# START OF Material for this task

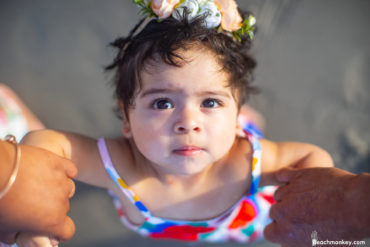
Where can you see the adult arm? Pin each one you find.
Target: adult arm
(280, 155)
(333, 202)
(38, 201)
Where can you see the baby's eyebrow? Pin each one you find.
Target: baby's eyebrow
(151, 91)
(215, 93)
(156, 91)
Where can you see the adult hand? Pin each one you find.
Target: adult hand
(38, 201)
(329, 202)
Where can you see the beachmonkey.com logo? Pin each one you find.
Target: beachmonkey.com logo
(314, 238)
(317, 242)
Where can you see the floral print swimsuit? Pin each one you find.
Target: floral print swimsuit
(243, 222)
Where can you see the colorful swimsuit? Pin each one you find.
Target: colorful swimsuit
(244, 222)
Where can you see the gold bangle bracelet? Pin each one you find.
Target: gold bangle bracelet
(11, 139)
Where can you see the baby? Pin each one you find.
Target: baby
(187, 167)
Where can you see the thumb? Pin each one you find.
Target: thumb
(64, 231)
(8, 238)
(287, 174)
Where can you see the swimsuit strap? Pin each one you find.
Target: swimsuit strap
(253, 133)
(108, 164)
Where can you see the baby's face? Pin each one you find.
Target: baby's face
(184, 118)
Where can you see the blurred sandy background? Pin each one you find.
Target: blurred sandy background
(313, 71)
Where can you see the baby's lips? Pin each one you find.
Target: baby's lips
(54, 242)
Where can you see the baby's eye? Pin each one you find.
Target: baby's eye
(162, 104)
(211, 103)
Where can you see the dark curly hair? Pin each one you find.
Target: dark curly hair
(164, 39)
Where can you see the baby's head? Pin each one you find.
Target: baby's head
(166, 40)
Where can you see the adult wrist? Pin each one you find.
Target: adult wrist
(359, 198)
(16, 162)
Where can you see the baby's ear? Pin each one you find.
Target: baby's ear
(126, 128)
(239, 129)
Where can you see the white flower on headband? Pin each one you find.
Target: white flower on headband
(213, 18)
(192, 6)
(223, 14)
(163, 8)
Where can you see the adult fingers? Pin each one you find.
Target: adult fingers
(73, 189)
(70, 168)
(281, 192)
(64, 231)
(8, 238)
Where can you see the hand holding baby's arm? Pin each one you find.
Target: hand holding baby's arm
(290, 154)
(30, 240)
(81, 150)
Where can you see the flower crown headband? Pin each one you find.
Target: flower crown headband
(221, 14)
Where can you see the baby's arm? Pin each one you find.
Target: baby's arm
(277, 155)
(82, 150)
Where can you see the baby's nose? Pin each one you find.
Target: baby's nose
(186, 127)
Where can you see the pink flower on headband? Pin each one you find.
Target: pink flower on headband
(164, 8)
(231, 19)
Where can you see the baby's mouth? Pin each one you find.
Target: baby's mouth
(188, 151)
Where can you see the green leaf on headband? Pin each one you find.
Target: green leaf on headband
(247, 28)
(146, 8)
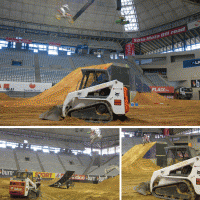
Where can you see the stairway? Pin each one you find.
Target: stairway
(16, 160)
(41, 166)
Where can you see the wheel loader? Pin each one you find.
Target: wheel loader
(102, 95)
(23, 185)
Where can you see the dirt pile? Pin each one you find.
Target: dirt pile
(5, 97)
(57, 94)
(134, 163)
(150, 99)
(110, 184)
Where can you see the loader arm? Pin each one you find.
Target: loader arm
(168, 175)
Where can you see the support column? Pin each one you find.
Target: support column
(184, 42)
(172, 43)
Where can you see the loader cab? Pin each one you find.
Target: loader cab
(92, 77)
(176, 154)
(23, 175)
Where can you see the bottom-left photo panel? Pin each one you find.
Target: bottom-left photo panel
(59, 163)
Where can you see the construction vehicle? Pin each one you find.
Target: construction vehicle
(175, 154)
(64, 181)
(178, 181)
(183, 93)
(102, 95)
(111, 168)
(23, 185)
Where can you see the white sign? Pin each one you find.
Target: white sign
(24, 86)
(194, 24)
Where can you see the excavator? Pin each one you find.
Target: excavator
(103, 94)
(179, 180)
(64, 181)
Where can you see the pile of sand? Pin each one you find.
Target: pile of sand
(110, 184)
(5, 97)
(57, 94)
(150, 99)
(134, 163)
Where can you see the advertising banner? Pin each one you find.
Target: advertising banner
(19, 40)
(166, 131)
(78, 177)
(129, 49)
(194, 24)
(191, 63)
(195, 83)
(160, 89)
(7, 172)
(44, 174)
(171, 32)
(24, 86)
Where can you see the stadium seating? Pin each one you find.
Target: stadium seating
(28, 160)
(101, 170)
(50, 162)
(156, 80)
(7, 160)
(86, 60)
(72, 163)
(85, 159)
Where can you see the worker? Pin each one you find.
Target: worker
(38, 181)
(65, 10)
(145, 139)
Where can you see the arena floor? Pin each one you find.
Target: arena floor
(177, 113)
(107, 190)
(153, 109)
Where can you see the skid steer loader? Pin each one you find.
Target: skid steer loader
(23, 185)
(178, 181)
(102, 94)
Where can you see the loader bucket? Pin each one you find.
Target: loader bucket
(143, 188)
(54, 114)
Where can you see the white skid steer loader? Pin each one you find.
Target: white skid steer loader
(100, 96)
(178, 181)
(23, 185)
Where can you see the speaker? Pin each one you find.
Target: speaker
(118, 4)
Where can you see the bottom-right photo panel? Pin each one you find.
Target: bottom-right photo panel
(160, 163)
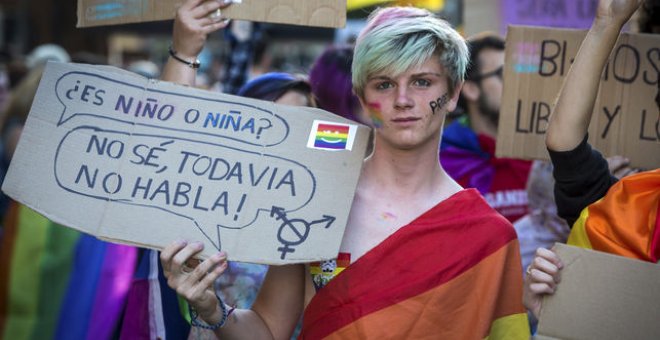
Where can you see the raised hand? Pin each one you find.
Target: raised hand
(542, 278)
(194, 282)
(194, 20)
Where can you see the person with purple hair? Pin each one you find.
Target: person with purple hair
(421, 257)
(330, 77)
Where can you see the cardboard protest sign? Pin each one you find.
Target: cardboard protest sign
(143, 162)
(323, 13)
(625, 119)
(602, 296)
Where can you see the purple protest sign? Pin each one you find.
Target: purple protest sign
(549, 13)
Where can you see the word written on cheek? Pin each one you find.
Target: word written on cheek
(439, 103)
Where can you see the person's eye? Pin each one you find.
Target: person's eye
(422, 82)
(383, 85)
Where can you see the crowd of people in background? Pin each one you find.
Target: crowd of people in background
(54, 281)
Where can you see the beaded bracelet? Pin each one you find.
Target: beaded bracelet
(193, 64)
(201, 324)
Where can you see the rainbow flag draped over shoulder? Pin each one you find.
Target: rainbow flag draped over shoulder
(453, 273)
(625, 221)
(56, 283)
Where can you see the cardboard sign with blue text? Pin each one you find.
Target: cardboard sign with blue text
(626, 118)
(144, 162)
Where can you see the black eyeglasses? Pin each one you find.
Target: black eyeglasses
(498, 72)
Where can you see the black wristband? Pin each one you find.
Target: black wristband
(192, 64)
(201, 324)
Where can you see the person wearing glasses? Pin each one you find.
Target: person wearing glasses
(468, 143)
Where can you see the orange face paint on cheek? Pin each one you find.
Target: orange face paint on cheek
(375, 114)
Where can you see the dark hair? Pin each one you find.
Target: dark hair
(330, 77)
(273, 85)
(478, 43)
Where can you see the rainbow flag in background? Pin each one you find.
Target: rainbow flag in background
(625, 221)
(331, 136)
(57, 283)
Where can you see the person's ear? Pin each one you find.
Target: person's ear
(471, 91)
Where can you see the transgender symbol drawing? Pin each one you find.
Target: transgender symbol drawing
(294, 231)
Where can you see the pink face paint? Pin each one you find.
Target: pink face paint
(375, 114)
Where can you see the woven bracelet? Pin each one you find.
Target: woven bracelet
(192, 64)
(194, 320)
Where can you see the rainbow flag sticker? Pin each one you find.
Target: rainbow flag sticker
(331, 136)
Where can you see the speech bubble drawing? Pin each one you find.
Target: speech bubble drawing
(105, 98)
(170, 174)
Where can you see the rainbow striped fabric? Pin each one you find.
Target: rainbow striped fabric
(57, 283)
(453, 273)
(331, 136)
(625, 221)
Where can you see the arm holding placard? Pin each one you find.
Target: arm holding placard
(280, 301)
(568, 127)
(194, 21)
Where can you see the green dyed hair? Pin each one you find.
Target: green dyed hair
(398, 38)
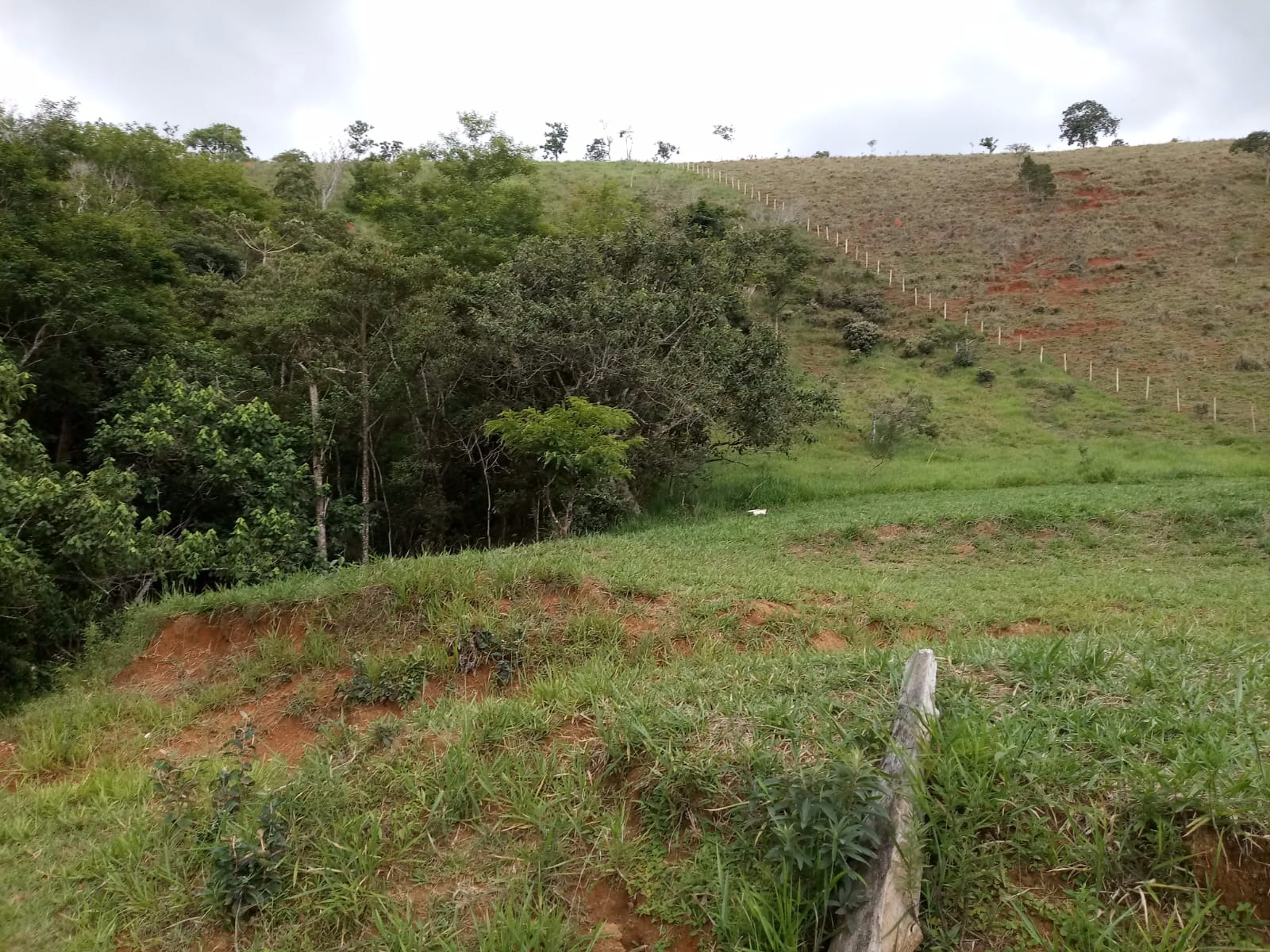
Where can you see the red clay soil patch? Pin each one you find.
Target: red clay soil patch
(760, 611)
(649, 617)
(1238, 869)
(1076, 285)
(1013, 287)
(276, 731)
(922, 632)
(1076, 329)
(1018, 630)
(829, 640)
(757, 612)
(8, 752)
(1091, 197)
(609, 905)
(575, 733)
(558, 601)
(190, 644)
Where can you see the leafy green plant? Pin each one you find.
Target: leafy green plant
(239, 837)
(861, 336)
(482, 647)
(821, 825)
(558, 133)
(1085, 121)
(578, 446)
(895, 418)
(1255, 144)
(1038, 178)
(397, 679)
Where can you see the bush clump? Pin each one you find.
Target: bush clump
(861, 336)
(895, 418)
(1038, 178)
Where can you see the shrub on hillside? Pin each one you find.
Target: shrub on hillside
(868, 304)
(1038, 178)
(895, 418)
(861, 336)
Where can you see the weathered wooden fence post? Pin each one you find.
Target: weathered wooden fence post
(887, 918)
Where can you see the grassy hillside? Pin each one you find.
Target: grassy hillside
(1151, 258)
(628, 740)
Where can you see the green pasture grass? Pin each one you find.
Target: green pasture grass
(1064, 776)
(1151, 258)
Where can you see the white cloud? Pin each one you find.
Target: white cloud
(918, 75)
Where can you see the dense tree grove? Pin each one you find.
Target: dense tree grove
(217, 371)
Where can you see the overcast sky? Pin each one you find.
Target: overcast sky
(795, 76)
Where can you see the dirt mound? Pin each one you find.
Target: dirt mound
(277, 729)
(1073, 329)
(609, 905)
(1237, 869)
(829, 640)
(190, 645)
(1018, 630)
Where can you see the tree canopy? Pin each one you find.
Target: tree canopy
(1085, 122)
(1255, 144)
(210, 378)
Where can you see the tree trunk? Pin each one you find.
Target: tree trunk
(319, 467)
(366, 444)
(64, 441)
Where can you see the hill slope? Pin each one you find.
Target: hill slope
(1151, 258)
(648, 738)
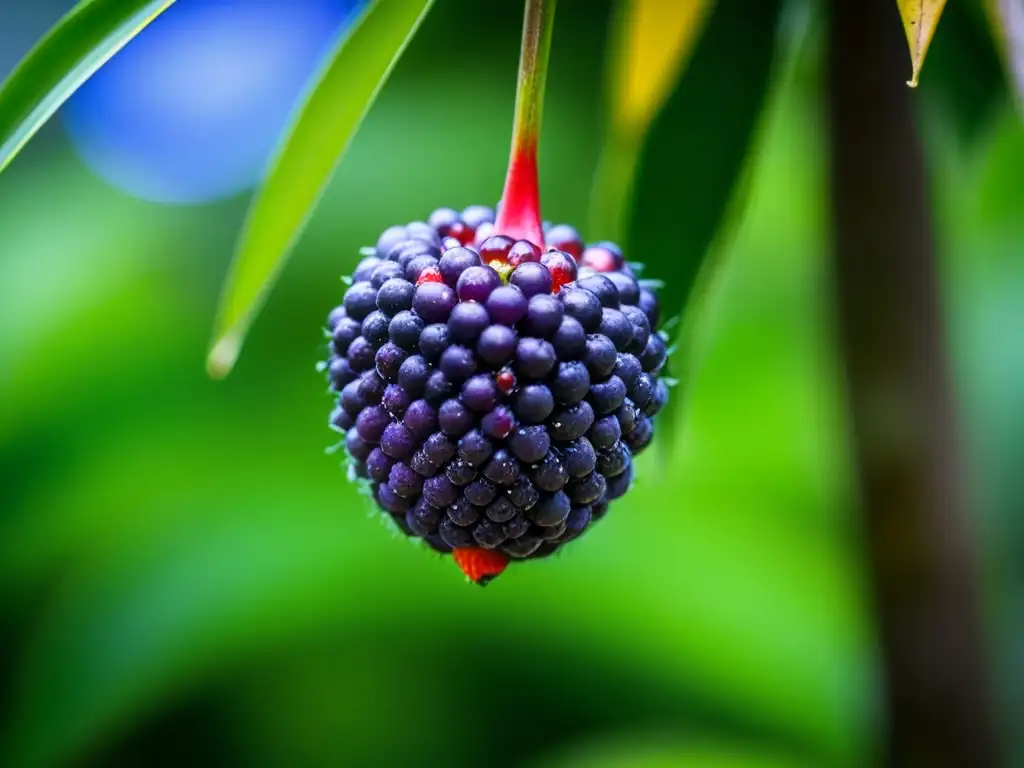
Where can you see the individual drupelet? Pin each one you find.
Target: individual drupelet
(493, 393)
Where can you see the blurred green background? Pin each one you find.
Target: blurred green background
(186, 577)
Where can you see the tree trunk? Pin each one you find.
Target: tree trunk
(909, 468)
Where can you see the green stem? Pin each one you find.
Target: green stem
(519, 217)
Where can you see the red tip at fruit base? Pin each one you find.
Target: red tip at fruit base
(481, 565)
(519, 217)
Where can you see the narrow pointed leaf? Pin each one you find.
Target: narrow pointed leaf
(325, 124)
(80, 43)
(920, 19)
(1007, 17)
(651, 42)
(692, 163)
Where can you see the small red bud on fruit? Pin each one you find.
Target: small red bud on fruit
(496, 248)
(565, 238)
(461, 231)
(601, 259)
(523, 251)
(480, 565)
(562, 267)
(430, 274)
(506, 381)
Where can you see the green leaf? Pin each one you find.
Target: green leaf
(920, 19)
(651, 42)
(81, 42)
(1007, 18)
(966, 80)
(695, 155)
(325, 124)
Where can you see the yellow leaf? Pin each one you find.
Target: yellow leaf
(920, 19)
(657, 37)
(651, 41)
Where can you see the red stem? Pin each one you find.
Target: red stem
(519, 216)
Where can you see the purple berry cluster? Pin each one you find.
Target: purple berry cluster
(493, 392)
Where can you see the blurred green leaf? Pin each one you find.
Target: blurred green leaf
(325, 124)
(650, 44)
(81, 42)
(1007, 18)
(693, 159)
(664, 751)
(965, 75)
(920, 19)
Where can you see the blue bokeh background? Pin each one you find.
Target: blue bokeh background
(190, 111)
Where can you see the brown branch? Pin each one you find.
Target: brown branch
(915, 517)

# END OF Material for this task

Goal
Each line from the one containing "Where can you see the red stem?" to the end of the listing above should be copied exactly, and nothing else.

Completed task
Where can you see the red stem? Pin each one you find.
Target: red stem
(519, 216)
Where can you see the purple berry cluster? Pin each one you find.
Target: purple berry cluster
(493, 392)
Where can you see the blurred green leaf? Pin each one you find.
Target: blurred green leaf
(325, 124)
(650, 44)
(81, 42)
(1007, 18)
(693, 159)
(664, 751)
(965, 75)
(920, 19)
Where can you see the blue bokeh background? Pin each one you find.
Target: blue bokeh background
(190, 111)
Where can you see the brown branch? Pin each one you find.
Target: brown branch
(915, 517)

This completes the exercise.